§ **WORK TO DO**
From the line containing "Reviewer note: confirm that every instance of the wildflower" down to the last line of the records below, copy every line exactly. Leave out everything before it.

§ **DATA IN THIS EXERCISE**
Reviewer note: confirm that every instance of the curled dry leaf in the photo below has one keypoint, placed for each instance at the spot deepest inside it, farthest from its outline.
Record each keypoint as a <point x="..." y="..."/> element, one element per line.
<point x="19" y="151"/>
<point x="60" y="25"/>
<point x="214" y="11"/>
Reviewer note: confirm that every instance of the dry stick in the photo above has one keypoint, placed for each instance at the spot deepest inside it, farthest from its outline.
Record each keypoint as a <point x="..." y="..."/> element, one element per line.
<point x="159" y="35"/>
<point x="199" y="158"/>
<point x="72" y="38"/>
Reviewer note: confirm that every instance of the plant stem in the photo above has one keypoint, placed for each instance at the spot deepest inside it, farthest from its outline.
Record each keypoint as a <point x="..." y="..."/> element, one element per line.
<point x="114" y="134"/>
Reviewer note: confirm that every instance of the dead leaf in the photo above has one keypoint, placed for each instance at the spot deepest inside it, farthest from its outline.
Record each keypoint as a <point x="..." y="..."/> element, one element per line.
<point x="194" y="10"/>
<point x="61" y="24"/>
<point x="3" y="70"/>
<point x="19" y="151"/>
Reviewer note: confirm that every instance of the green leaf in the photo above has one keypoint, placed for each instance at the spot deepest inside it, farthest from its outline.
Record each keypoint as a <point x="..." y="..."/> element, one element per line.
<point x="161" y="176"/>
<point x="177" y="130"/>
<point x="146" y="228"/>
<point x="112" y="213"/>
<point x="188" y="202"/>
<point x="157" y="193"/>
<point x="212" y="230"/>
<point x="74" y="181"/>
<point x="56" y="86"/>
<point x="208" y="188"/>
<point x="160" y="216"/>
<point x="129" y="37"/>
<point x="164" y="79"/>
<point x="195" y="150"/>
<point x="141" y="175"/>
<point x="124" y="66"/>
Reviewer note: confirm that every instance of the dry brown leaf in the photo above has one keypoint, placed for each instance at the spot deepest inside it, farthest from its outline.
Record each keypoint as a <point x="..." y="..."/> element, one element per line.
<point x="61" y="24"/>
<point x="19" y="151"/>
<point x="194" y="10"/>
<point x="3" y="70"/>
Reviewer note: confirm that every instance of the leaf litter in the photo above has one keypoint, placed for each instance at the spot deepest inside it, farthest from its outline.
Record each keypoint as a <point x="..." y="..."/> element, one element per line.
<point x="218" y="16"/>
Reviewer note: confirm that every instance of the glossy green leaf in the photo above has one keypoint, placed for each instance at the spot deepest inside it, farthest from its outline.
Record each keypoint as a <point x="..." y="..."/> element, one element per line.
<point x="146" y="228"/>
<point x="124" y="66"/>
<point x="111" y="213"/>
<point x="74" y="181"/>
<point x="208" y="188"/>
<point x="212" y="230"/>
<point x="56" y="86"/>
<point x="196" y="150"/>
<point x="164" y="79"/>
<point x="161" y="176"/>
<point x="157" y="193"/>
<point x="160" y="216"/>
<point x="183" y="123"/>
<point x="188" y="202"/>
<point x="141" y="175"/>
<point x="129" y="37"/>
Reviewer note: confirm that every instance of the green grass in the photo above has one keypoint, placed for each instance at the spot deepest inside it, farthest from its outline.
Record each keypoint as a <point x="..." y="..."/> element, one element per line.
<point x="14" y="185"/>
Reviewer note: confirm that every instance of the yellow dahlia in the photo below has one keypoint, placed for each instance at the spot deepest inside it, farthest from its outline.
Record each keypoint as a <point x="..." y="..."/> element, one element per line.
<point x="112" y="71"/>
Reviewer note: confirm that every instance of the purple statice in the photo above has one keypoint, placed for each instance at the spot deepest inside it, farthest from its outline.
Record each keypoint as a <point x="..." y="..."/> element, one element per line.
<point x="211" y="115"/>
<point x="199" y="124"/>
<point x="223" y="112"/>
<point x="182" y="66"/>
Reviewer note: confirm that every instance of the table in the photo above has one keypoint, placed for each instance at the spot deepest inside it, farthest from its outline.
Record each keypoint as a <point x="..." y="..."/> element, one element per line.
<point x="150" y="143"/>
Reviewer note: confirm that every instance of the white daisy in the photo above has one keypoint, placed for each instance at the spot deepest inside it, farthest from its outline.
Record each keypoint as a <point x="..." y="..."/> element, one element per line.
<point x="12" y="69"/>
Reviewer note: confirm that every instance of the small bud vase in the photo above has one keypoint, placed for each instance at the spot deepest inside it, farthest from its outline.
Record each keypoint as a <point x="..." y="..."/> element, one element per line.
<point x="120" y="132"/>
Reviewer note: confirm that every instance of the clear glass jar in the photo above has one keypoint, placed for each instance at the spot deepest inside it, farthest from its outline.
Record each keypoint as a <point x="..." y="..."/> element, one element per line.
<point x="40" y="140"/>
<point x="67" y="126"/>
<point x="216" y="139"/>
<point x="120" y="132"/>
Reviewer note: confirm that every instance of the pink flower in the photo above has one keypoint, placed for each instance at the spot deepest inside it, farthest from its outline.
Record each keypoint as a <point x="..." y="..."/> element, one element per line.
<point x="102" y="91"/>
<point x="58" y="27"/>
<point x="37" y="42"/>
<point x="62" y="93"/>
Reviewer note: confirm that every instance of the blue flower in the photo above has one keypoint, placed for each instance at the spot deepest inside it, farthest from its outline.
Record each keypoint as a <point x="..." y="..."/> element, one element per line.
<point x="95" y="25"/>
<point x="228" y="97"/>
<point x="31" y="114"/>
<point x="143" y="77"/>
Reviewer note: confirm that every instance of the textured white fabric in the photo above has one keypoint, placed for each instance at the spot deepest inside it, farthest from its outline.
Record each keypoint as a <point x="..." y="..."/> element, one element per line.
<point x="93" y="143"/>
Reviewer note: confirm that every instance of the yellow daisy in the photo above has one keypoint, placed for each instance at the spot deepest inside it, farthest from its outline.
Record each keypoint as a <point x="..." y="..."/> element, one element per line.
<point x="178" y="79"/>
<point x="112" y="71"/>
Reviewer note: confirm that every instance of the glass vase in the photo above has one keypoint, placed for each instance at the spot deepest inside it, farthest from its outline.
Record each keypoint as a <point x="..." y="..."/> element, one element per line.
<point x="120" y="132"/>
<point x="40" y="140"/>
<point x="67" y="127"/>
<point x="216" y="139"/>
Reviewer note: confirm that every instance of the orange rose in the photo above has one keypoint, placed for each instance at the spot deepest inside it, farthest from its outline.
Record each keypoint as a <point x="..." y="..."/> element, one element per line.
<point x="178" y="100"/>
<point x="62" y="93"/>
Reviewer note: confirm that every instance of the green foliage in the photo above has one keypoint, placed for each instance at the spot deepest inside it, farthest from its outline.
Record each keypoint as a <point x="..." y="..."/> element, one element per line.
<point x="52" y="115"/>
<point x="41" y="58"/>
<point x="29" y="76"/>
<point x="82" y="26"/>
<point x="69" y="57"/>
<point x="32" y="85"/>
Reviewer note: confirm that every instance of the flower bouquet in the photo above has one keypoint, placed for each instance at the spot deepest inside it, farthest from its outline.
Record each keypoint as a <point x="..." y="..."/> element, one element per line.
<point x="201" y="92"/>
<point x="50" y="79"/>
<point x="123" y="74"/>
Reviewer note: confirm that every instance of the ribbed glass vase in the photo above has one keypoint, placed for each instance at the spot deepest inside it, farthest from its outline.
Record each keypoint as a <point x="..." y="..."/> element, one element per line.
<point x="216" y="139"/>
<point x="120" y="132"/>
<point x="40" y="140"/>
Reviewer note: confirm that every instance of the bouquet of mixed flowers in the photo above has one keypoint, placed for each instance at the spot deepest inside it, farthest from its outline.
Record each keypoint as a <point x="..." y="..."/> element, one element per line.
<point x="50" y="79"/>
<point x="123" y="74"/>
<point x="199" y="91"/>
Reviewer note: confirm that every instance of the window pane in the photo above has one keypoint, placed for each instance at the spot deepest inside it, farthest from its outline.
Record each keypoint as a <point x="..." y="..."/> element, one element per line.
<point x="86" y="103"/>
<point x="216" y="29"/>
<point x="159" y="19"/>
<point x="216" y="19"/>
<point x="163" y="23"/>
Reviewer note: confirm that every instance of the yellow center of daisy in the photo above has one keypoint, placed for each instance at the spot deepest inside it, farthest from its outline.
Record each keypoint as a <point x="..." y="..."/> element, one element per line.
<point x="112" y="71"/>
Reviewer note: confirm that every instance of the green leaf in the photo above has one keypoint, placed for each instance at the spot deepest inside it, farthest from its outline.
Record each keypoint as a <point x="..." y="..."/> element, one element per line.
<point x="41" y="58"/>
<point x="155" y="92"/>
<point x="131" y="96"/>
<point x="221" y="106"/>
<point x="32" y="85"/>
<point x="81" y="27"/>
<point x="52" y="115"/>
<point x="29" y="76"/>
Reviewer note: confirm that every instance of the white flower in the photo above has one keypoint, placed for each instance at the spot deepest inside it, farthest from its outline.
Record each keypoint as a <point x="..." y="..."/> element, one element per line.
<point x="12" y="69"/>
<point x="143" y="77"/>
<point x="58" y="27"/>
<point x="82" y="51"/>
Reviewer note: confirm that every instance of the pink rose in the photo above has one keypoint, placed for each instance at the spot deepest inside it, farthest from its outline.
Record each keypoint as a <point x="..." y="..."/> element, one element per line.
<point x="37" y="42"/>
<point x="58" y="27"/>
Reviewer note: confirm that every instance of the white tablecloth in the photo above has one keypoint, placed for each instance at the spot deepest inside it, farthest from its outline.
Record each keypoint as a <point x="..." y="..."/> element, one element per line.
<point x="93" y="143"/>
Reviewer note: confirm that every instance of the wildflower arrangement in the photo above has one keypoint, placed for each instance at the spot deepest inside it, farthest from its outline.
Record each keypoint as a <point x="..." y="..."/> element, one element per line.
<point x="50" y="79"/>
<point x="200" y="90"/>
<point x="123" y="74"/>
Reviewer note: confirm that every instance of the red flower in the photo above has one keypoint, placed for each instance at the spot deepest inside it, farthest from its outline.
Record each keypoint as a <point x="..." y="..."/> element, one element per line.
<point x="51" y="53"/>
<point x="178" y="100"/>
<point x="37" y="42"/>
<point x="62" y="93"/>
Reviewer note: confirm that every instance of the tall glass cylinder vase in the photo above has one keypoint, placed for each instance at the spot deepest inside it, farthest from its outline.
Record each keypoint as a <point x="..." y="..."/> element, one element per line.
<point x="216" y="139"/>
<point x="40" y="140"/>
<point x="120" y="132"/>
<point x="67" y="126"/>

§ **EXPECTED ANSWER**
Reviewer note: confirm that every instance of the wildflower arrangement in the photo above has one keypoint, placed for each instance at the spot deepest inside it, farthest from its outline.
Record each keypoint as a <point x="..." y="..."/> element, one element per line.
<point x="50" y="79"/>
<point x="200" y="90"/>
<point x="123" y="74"/>
Reviewer note: confirm that every instance of the red flower in the photo above has one keypoint, placed for each instance at the spot deepest inside it, farthest from its outline.
Record each keypoint as a <point x="..." y="..."/> element, one element per line.
<point x="51" y="53"/>
<point x="178" y="100"/>
<point x="37" y="42"/>
<point x="62" y="93"/>
Reviewer note: confirm that every instance of the tall glass cylinder vase in the photo above has one keypoint, placed for each instance at the spot deepest inside it, farthest from its outline.
Record each keypoint as a <point x="..." y="..."/> element, one element per line.
<point x="216" y="139"/>
<point x="40" y="140"/>
<point x="120" y="132"/>
<point x="67" y="126"/>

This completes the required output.